Go over the listing below line by line and tally those containing "mountain". Give only the tally.

· · ·

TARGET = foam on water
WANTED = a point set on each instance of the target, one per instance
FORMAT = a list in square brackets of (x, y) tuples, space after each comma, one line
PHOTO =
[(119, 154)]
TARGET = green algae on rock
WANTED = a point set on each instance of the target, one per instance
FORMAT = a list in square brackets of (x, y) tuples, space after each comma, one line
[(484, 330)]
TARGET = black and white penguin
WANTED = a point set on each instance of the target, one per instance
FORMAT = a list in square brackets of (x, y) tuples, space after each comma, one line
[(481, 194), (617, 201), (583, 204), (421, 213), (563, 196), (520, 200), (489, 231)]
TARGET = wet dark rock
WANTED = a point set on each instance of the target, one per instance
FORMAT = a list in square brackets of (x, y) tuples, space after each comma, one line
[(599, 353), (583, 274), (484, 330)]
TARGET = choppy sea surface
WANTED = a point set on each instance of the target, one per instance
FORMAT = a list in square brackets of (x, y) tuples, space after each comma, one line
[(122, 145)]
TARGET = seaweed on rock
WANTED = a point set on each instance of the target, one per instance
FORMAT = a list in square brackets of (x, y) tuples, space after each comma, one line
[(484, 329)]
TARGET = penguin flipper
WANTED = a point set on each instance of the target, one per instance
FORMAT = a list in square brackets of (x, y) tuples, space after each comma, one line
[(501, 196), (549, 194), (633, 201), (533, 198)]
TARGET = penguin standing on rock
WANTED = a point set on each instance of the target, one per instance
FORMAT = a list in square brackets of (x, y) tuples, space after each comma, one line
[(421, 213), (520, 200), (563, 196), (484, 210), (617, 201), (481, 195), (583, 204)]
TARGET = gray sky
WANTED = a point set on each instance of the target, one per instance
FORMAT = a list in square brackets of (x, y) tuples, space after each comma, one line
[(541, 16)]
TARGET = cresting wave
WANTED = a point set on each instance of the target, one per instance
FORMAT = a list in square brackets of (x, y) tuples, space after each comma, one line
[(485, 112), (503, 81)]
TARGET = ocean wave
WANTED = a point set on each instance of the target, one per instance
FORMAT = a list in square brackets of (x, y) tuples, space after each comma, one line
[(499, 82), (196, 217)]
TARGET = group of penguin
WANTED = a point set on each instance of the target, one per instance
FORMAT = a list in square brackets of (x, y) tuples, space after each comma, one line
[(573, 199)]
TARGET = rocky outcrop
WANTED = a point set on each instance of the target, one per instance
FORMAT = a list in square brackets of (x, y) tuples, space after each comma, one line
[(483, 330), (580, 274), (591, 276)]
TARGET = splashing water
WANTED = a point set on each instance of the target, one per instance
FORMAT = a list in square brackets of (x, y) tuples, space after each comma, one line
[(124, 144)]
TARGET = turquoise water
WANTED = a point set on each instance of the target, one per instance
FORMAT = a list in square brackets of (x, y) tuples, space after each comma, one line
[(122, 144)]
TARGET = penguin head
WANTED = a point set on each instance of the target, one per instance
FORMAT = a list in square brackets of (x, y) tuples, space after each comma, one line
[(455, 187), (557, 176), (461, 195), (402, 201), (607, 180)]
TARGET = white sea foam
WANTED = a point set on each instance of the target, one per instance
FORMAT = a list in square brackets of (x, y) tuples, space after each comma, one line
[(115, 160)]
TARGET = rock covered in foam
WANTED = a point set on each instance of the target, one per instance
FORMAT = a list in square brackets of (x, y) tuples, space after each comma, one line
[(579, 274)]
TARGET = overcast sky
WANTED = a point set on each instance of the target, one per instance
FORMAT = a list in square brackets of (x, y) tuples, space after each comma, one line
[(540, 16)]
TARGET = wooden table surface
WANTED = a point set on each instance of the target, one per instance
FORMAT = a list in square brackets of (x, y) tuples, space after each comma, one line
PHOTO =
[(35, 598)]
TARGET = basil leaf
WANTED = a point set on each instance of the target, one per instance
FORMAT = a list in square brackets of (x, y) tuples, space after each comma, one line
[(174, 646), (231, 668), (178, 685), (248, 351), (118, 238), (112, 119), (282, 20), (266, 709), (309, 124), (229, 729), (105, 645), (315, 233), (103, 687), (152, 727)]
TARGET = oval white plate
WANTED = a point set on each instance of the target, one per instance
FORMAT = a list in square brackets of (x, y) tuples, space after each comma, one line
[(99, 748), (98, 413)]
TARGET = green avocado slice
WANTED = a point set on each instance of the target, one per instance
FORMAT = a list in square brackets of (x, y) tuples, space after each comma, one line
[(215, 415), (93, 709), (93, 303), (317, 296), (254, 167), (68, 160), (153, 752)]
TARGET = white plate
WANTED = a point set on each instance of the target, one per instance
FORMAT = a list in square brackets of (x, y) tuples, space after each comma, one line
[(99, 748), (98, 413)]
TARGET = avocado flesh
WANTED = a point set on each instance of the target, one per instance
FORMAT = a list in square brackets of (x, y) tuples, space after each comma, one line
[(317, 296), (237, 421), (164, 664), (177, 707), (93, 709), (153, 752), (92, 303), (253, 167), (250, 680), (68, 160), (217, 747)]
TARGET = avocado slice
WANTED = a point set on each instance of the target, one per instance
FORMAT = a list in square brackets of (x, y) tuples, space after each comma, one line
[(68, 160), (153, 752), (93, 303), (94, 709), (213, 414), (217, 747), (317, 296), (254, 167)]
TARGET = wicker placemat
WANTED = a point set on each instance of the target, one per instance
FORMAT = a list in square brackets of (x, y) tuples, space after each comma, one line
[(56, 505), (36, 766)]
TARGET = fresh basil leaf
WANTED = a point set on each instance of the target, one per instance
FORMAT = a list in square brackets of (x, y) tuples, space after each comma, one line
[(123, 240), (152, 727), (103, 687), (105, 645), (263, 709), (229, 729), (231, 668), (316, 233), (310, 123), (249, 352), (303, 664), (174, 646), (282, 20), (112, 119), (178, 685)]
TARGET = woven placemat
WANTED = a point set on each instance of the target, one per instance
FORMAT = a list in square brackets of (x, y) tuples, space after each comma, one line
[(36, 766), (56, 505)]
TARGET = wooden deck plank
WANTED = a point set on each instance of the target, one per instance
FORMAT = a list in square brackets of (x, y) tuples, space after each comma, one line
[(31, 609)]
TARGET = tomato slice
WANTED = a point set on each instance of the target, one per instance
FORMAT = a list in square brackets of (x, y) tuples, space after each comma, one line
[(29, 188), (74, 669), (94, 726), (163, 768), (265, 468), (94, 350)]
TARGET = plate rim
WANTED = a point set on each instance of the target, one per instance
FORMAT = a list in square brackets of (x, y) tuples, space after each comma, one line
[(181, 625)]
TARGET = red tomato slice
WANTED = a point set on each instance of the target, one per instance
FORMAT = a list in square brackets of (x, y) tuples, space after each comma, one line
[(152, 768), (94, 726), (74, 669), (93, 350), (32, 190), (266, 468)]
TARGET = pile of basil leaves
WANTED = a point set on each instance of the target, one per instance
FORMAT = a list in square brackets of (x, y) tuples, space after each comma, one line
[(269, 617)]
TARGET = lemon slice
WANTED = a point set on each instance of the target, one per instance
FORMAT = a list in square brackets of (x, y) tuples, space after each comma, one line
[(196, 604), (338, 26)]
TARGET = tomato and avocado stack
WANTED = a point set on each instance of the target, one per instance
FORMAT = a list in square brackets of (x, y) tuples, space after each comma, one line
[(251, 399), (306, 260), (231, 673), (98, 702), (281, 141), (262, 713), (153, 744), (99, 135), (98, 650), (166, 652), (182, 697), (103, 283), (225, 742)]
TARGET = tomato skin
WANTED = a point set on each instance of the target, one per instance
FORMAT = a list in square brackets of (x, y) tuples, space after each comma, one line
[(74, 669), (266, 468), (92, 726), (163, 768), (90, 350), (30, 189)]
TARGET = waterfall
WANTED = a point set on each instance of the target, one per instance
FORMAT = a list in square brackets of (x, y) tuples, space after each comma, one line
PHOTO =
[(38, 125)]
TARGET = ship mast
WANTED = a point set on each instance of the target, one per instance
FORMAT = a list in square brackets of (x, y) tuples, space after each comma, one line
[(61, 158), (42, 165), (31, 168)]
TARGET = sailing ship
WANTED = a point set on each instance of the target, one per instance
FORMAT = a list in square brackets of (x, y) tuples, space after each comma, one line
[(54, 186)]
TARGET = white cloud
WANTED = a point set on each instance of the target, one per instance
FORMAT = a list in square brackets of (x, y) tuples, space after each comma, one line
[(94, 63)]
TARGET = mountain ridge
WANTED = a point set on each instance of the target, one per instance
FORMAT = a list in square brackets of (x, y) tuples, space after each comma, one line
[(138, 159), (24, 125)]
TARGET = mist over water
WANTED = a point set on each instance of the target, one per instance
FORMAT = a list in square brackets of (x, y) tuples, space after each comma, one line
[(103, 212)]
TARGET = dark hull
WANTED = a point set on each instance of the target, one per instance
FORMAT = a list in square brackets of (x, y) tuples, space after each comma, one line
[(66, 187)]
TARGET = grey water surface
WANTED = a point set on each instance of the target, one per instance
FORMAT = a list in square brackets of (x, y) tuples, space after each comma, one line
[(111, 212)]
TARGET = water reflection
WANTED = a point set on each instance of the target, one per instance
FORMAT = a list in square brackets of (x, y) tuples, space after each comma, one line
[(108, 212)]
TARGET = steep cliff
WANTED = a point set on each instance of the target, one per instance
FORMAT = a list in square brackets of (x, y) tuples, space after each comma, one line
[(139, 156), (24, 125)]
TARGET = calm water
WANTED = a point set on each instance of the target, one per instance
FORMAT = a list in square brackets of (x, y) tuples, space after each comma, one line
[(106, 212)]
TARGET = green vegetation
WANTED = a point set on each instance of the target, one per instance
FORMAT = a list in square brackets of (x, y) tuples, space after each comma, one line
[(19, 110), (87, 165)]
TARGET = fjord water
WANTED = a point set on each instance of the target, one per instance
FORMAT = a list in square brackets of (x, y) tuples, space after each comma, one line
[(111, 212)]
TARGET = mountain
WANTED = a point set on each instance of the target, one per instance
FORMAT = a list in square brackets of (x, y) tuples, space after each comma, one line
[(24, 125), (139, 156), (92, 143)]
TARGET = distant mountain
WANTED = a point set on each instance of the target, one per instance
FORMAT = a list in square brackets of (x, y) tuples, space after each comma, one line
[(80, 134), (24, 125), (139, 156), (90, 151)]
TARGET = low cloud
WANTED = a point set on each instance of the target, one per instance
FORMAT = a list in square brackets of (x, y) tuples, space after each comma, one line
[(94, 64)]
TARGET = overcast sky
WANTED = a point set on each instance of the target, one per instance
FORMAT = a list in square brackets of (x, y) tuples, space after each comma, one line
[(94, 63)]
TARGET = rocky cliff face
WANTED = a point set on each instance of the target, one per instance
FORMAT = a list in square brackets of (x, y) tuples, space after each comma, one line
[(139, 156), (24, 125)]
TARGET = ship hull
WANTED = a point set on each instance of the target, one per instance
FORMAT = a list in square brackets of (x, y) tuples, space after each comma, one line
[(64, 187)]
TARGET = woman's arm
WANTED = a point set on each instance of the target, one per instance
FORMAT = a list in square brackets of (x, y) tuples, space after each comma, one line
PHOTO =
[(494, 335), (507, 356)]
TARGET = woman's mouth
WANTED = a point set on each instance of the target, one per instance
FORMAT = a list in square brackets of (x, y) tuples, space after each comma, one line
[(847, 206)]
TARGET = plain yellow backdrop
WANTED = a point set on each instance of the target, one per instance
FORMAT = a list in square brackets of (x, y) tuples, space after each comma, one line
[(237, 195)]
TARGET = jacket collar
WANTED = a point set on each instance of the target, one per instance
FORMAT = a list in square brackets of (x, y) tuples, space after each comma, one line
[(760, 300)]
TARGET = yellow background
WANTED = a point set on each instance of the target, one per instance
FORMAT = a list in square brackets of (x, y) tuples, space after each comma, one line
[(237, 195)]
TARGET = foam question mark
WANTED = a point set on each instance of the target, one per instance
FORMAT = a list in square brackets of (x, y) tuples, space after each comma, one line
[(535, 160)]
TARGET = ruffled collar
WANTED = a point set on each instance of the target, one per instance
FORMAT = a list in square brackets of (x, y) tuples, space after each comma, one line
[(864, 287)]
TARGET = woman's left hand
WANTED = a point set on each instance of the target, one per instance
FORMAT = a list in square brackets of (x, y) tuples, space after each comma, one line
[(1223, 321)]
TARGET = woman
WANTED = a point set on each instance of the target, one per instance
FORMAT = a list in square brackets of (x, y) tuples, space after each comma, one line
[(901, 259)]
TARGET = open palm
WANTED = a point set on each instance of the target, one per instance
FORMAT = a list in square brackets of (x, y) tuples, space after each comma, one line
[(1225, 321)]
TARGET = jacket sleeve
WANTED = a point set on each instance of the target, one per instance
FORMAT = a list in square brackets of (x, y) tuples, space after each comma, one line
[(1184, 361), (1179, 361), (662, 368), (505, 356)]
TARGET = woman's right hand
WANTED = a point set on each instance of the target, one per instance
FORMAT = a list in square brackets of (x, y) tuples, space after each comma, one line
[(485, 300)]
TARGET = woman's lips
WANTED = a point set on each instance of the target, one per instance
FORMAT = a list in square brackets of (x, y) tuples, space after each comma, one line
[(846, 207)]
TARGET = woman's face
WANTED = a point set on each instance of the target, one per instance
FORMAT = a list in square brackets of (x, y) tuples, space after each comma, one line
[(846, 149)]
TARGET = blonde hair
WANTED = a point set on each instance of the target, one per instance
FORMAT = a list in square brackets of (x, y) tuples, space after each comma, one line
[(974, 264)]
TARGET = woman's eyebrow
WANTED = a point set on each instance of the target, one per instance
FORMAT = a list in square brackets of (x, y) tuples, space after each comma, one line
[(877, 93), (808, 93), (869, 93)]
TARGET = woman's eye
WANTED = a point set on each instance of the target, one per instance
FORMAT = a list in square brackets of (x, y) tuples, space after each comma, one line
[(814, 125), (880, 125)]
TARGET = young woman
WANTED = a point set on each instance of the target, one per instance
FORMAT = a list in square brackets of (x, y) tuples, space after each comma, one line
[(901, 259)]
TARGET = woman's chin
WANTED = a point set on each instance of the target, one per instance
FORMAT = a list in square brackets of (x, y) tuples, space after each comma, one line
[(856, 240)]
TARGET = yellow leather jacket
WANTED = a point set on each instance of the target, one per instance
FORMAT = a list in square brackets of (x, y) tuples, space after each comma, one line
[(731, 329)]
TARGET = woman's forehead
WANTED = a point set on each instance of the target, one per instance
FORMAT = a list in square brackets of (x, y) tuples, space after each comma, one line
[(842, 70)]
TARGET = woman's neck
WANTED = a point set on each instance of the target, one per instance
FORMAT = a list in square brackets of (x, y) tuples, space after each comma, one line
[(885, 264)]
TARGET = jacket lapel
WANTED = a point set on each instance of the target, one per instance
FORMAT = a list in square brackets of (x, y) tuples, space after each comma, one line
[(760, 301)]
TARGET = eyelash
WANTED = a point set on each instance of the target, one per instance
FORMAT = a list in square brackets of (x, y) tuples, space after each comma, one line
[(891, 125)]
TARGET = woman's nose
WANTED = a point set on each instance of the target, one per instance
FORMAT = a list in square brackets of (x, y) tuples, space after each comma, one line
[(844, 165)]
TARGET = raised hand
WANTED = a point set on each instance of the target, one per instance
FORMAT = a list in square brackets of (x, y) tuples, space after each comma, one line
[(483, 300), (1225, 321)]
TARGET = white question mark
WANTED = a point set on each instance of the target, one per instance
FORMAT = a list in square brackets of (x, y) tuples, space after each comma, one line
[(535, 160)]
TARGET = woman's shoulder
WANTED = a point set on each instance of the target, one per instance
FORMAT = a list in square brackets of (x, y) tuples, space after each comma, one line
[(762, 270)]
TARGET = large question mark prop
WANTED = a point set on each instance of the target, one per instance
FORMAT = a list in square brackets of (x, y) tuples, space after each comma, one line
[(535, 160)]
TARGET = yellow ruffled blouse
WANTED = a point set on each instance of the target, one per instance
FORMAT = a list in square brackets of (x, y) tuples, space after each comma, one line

· · ·

> [EXERCISE OUTPUT]: 3